* _Source data_
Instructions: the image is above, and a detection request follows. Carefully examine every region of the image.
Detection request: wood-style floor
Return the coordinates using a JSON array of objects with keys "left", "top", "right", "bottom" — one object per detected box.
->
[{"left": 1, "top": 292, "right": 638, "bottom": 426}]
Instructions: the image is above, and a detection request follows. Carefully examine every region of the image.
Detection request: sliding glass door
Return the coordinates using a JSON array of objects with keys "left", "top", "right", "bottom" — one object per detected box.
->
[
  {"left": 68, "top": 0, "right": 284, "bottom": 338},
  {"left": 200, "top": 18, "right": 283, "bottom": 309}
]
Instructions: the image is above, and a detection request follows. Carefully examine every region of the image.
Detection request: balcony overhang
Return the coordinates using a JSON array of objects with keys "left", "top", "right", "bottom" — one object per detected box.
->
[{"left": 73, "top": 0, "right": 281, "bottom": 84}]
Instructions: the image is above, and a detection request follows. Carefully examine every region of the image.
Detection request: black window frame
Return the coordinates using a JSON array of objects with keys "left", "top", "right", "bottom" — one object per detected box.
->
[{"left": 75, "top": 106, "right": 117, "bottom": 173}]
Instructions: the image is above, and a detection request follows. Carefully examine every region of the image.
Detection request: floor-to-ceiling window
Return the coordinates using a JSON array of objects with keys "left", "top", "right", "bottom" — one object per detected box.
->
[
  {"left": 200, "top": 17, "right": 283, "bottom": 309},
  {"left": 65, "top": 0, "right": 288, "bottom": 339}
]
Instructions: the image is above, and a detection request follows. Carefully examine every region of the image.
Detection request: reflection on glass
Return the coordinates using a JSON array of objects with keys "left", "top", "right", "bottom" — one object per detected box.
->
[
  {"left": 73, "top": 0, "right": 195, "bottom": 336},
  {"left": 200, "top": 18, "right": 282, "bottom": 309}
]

* _Problem statement_
Each line from the one holding "Detection request: floor-to-ceiling window" to the end of the data above goes into the answer exactly as written, and no other line does.

* _Problem solution_
Detection request: floor-to-ceiling window
Return the coordinates using a JSON array of objects with keys "left", "top", "right", "bottom" — one object per detected box.
->
[
  {"left": 200, "top": 17, "right": 283, "bottom": 309},
  {"left": 65, "top": 0, "right": 288, "bottom": 339}
]
Instructions: the image is above, and a detection request follows. Carefully examine every region of the image.
Detection request: reflection on glass
Return the coordinates using a JSON array of objects with keys "left", "top", "right", "bottom" — one object per detected box.
->
[
  {"left": 73, "top": 0, "right": 195, "bottom": 336},
  {"left": 200, "top": 18, "right": 282, "bottom": 309}
]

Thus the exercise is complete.